EXTRACTED TEXT —
-=-=-
Explanations are supported by simple drawings to easily grasp concepts in a glimpse. First of all, we will review useful general ideas to better understand what's behind asynchronous programming. Then, we will move our focus to the specific Javascript model to verify how these concepts are applied. Finally, we will see the most common asynchronous patterns in Javascript through examples.

Table of Contents

• Concurrency & Parallelism
• CPU-Bound vs I/O-Bound Operations
• I/O Flavors: Blocking vs. Non-blocking & Synchronous vs. Asynchronous
• Javascript Model
  • Javascript Event Loop
  • A quick note about Parallelism
• Asynchronous Patterns in Javascript
  • Callbacks
  • Promises
  • Async / Await
• Summary

Concurrency & Parallelism

Concurrency and parallelism are related concepts, very often confused, with important differences between them. A simple definition would be:

• Concurrency: two or more tasks make progress simultaneously.
• Parallelism: tasks literally run at the same time, at the exact same instant.

While concurrency is a much broader, general problem than parallelism, the later represents a specific case of concurrency where true simultaneity happens.

Many people still believe that concurrency implies more than one thread, this is not true. Interleaving is a common mechanism to implement concurrency in scenarios with limited resources. Think of any modern OS trying to do multitasking in the background with a single or few cores. It just slices up concurrent tasks and interleave them, so each one will run for a short time and all of them will progress in the long term.

Let's illustrate this:

• Scenario 1 is neither concurrent nor parallel. It is just a sequential execution, each task at a time.
• Scenarios 2, 3 and 4 depict concurrency implemented under different techniques:
  • Scenario 3 illustrates how concurrency can be achieved with a single thread. Portions of each task are interleaved to keep progress on both. This is possible as long as tasks can be decomposed into simpler subtasks.
-=-=-
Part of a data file
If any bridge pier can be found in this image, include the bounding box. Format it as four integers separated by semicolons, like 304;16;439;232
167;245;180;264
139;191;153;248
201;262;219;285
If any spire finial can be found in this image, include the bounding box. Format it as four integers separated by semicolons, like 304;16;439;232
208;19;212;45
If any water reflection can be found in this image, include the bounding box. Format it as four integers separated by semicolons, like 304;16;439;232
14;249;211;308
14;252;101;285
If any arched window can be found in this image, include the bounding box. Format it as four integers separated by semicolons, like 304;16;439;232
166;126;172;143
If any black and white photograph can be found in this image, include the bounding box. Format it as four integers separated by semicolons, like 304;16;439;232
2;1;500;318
-=-=-
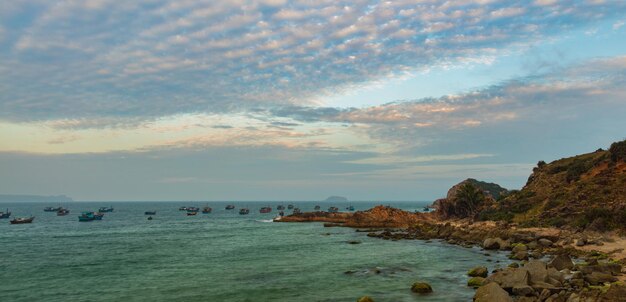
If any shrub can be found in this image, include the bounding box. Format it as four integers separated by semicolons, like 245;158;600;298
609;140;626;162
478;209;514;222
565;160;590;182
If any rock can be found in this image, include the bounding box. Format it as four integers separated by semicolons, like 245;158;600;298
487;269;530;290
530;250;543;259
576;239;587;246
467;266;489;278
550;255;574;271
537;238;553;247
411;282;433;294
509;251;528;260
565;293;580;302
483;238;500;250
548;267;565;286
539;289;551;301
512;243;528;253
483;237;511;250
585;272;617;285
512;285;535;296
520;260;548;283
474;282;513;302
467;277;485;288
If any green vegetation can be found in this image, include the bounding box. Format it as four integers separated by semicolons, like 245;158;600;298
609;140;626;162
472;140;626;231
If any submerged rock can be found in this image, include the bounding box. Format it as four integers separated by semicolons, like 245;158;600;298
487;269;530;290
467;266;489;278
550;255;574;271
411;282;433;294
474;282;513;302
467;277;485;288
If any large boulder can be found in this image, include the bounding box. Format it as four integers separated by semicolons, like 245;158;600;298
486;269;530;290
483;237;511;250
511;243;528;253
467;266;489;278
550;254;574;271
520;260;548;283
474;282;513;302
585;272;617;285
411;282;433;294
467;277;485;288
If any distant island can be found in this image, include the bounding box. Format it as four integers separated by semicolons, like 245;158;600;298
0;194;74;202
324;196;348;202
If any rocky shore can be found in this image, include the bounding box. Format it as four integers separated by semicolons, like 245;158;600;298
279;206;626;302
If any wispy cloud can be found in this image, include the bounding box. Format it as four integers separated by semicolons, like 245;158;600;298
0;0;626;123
-=-=-
PROBLEMS —
A - Sum up the passage on asynchronous programming in two sentences.
B - According to the passage on asynchronous programming, how can concurrency be achieved with only a single thread? Answer in one to three sentences.
C - Return the part of the passage on asynchronous programming from "Concurrency and parallelism" to "true simultaneity happens.", copied word for word.

WORKED ANSWERS —
A - The passage lays out a plan to explain asynchronous programming: first general ideas, then the Javascript model, and finally common Javascript patterns such as callbacks, promises and async/await. It defines concurrency as two or more tasks making progress simultaneously and parallelism as tasks running at the exact same instant, and it notes that concurrency does not require more than one thread because tasks can be interleaved.

B - A single thread achieves concurrency by interleaving. Concurrent tasks are sliced up so each one runs for a short time and all of them progress in the long term. This works as long as the tasks can be decomposed into simpler subtasks.

C -
Concurrency and parallelism are related concepts, very often confused, with important differences between them. A simple definition would be:

• Concurrency: two or more tasks make progress simultaneously.
• Parallelism: tasks literally run at the same time, at the exact same instant.

While concurrency is a much broader, general problem than parallelism, the later represents a specific case of concurrency where true simultaneity happens.